(Natural language region descriptions)
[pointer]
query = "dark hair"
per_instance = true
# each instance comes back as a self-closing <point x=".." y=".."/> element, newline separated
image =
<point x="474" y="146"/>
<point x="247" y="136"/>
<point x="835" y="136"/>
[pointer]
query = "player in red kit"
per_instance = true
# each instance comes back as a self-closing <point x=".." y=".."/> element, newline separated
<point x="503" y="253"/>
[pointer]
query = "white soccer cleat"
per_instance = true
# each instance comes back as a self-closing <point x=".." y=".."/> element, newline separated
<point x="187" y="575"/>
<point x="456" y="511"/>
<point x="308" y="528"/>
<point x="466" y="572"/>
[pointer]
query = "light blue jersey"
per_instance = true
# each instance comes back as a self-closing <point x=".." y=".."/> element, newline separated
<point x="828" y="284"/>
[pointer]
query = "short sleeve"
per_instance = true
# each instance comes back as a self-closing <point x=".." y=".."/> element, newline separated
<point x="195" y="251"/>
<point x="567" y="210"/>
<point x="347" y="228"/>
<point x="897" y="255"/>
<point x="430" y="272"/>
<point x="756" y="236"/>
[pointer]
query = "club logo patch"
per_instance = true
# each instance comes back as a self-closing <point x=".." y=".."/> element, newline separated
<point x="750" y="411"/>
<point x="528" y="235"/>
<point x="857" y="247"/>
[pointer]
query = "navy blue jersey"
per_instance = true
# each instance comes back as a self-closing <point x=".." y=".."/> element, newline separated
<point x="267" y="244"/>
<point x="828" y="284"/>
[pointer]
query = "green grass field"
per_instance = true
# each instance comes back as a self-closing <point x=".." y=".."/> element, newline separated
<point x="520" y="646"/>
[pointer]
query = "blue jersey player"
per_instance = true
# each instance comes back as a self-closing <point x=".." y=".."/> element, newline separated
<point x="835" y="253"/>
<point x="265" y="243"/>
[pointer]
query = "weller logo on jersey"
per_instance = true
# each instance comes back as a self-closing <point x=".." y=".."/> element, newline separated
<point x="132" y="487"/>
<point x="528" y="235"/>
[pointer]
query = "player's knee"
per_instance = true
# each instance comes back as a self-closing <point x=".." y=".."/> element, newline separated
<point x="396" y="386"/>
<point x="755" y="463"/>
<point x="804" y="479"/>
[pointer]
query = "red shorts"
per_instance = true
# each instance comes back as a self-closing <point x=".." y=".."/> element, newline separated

- _Exercise aim_: Please tally the lines of the entries that contain the string "jersey" and reply with the count alone.

- _Problem solution_: 4